Jobs:
[1] In the case summary on tax claims and insolvency, on what date was the resolution plan approved?
[2] From the case summary on tax claims and insolvency, copy the passage word for word, starting at "1. Validity of the assessment order passed" and ending at "claims and proceedings.".

Document extract:
===

1. Validity of the assessment order passed under Section 144 read with Section 144B of the Income Tax Act after the approval of a resolution plan under the Insolvency and Bankruptcy Code (IBC).
2. Impact of the approval of a resolution plan on pending tax claims and proceedings.
3. Application of Section 31 of the IBC regarding extinguishment of claims not included in the resolution plan.
4. Whether the Income Tax Department was informed about the resolution plan and its implications.

Detailed Analysis:

1. Validity of the Assessment Order:

The primary issue in this case was whether the assessment order dated April 28, 2021, passed under Section 144 read with Section 144B of the Income Tax Act, was valid after the approval of a resolution plan under the IBC. The petitioner argued that the assessment order was contrary to Section 31 of the IBC, as the resolution plan had already been approved on February 24, 2021. The court held that the assessment order was invalid because it was passed after the resolution plan's approval, which extinguished all pending claims not included in the plan. The court emphasized that the resolution applicant could not be burdened with liabilities beyond what was agreed in the resolution plan.

2. Impact of the Approval of a Resolution Plan on Pending Tax Claims:

The judgment highlighted that once a resolution plan is approved under Section 31 of the IBC, all claims not included in the plan are extinguished. The court referred to the Supreme Court's judgments in the cases of Committee of Creditors of Essar vs. Satish Kumar Gupta and Ghanshyam Mishra and Sons (P.) Ltd. v. Edelweiss Asset Reconstruction Co. Ltd., which clarified that a successful resolution applicant cannot be faced with undecided claims after the resolution plan's approval. The court reiterated that the resolution applicant starts with a "clean slate," and any attempt to impose new liabilities would be contrary to the IBC's objectives.

===

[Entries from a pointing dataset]
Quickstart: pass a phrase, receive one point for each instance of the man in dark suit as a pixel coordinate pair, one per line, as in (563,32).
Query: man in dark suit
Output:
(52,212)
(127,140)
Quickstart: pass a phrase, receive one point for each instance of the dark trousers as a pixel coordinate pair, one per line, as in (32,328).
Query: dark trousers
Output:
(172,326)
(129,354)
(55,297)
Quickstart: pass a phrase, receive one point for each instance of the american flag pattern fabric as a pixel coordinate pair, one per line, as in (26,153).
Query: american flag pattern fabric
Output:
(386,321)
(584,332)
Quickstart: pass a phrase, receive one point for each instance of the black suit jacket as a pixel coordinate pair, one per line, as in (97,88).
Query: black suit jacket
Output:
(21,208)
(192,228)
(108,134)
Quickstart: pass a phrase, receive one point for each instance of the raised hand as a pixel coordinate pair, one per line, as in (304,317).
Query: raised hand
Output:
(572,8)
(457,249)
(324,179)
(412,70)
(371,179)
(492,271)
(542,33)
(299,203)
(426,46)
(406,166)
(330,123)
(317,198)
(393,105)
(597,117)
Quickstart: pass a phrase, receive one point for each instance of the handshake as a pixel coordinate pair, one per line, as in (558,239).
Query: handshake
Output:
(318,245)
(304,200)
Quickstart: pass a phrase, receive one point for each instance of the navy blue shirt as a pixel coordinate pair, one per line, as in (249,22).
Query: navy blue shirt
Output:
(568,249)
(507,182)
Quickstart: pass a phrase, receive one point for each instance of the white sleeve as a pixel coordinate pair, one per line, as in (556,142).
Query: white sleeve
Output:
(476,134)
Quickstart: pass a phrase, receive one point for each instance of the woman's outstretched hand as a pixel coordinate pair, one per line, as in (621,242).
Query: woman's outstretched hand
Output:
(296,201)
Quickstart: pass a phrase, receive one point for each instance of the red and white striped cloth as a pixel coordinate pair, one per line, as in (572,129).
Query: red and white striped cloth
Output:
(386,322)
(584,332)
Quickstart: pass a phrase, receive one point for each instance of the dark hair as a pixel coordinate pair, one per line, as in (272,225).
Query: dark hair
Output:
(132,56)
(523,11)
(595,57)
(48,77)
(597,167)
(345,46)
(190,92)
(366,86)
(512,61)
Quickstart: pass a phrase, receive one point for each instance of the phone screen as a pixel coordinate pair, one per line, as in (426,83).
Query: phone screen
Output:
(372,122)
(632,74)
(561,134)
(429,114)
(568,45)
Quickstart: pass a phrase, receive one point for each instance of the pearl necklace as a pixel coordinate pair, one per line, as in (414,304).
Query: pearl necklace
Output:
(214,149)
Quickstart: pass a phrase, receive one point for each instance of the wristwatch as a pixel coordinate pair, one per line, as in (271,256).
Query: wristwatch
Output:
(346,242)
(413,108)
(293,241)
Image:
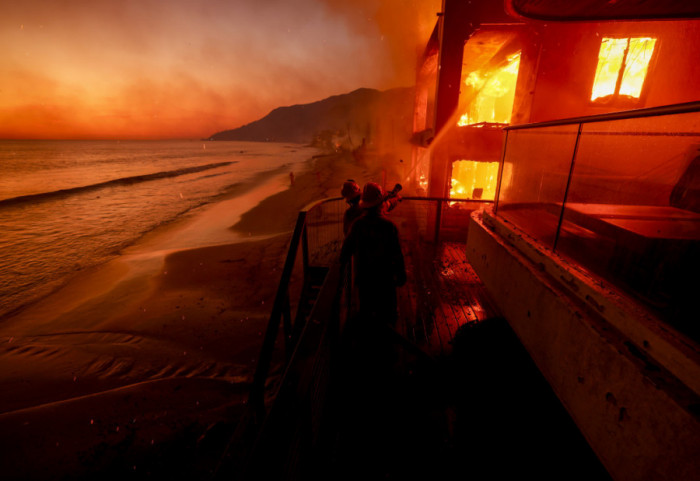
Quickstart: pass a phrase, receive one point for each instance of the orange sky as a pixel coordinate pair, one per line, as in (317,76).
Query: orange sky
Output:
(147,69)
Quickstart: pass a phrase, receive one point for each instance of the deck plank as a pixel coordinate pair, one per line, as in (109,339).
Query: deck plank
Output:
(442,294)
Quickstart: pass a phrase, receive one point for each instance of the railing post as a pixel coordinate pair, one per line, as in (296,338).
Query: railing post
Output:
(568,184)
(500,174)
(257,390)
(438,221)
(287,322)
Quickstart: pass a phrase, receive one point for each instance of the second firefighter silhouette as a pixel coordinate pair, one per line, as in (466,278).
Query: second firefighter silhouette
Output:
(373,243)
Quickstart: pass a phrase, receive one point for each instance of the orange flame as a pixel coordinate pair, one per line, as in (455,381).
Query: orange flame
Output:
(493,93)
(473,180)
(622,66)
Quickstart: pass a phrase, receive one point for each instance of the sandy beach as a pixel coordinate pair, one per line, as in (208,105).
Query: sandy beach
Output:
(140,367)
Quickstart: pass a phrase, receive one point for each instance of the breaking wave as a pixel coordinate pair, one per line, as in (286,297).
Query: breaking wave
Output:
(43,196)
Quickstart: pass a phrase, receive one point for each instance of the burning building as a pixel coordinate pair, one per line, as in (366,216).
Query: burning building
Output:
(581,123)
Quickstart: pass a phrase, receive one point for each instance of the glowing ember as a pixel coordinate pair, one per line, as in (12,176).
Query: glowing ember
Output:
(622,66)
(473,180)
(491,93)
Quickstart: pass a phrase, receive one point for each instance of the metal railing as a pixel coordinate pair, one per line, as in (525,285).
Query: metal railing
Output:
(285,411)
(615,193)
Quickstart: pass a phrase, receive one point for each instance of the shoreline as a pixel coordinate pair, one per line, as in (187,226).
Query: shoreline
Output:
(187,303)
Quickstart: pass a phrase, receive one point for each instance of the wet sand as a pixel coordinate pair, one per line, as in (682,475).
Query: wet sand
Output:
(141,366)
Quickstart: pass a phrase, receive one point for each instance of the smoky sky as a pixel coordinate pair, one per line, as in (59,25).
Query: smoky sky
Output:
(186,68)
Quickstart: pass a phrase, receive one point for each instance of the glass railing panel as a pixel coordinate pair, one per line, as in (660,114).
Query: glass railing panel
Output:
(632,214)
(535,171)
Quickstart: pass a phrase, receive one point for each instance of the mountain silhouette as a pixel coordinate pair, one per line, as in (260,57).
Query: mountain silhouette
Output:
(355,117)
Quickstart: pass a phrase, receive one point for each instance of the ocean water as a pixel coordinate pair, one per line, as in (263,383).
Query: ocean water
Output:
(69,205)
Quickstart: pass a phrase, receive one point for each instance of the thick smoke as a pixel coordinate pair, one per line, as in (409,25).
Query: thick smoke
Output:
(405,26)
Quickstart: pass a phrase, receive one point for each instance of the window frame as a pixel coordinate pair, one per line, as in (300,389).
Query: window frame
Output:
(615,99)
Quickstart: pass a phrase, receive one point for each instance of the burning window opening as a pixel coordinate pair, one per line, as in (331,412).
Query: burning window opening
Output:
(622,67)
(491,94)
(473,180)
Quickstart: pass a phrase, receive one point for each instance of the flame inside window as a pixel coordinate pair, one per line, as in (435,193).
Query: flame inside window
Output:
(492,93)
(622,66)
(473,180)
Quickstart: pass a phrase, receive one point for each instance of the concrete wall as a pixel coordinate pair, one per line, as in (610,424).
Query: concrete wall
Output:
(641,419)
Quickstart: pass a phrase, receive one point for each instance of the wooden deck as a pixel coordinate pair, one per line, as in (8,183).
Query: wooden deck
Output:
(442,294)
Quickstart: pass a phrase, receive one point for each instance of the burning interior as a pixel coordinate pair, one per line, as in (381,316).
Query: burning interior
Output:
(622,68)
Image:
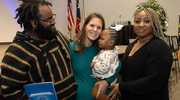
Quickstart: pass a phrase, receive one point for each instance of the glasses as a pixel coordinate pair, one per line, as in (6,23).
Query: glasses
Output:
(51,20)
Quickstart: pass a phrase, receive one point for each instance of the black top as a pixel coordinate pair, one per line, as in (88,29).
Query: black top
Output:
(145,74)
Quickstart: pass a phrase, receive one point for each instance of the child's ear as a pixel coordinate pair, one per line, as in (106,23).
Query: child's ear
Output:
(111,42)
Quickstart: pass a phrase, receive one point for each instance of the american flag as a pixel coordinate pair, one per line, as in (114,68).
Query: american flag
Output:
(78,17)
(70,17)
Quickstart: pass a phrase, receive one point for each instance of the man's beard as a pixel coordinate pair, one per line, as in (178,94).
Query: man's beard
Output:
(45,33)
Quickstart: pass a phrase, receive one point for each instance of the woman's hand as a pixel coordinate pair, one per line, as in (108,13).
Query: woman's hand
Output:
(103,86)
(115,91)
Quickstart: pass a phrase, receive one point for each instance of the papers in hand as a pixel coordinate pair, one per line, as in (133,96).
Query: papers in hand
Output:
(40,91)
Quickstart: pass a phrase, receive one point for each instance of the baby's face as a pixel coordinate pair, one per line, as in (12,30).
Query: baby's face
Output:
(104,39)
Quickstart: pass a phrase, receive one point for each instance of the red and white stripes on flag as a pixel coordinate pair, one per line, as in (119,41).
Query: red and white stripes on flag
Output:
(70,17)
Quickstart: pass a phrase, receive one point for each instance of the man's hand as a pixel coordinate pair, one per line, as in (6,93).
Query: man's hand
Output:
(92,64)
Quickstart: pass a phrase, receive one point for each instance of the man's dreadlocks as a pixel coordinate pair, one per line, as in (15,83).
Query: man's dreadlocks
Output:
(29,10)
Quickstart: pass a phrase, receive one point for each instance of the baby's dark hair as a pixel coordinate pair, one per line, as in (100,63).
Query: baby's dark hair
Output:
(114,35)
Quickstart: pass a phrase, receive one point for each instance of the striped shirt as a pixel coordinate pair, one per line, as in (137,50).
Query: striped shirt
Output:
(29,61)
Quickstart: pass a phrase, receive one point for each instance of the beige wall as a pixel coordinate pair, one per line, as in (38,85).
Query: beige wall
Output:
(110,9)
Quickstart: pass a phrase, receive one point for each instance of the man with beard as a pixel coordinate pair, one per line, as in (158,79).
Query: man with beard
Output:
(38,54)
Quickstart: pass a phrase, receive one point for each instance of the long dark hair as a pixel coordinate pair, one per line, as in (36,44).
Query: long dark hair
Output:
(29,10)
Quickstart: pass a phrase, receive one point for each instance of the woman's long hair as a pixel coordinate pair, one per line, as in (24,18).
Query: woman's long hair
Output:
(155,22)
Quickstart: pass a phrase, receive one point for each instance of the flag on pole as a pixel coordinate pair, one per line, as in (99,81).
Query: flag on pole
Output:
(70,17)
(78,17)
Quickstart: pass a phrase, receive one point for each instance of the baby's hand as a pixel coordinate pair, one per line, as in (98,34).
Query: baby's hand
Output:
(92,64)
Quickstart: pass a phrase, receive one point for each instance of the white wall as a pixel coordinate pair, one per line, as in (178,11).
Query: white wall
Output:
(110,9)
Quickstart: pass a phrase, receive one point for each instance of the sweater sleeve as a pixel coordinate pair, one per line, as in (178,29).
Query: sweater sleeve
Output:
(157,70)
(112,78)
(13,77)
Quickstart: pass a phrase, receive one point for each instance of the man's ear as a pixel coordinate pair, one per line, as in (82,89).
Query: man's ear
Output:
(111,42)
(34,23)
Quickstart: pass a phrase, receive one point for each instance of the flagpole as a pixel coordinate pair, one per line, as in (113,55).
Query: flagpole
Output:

===

Answers per task:
[1] February 24, 2021

[2]
1. Validity of the assessment order passed under Section 144 read with Section 144B of the Income Tax Act after the approval of a resolution plan under the Insolvency and Bankruptcy Code (IBC).
2. Impact of the approval of a resolution plan on pending tax claims and proceedings.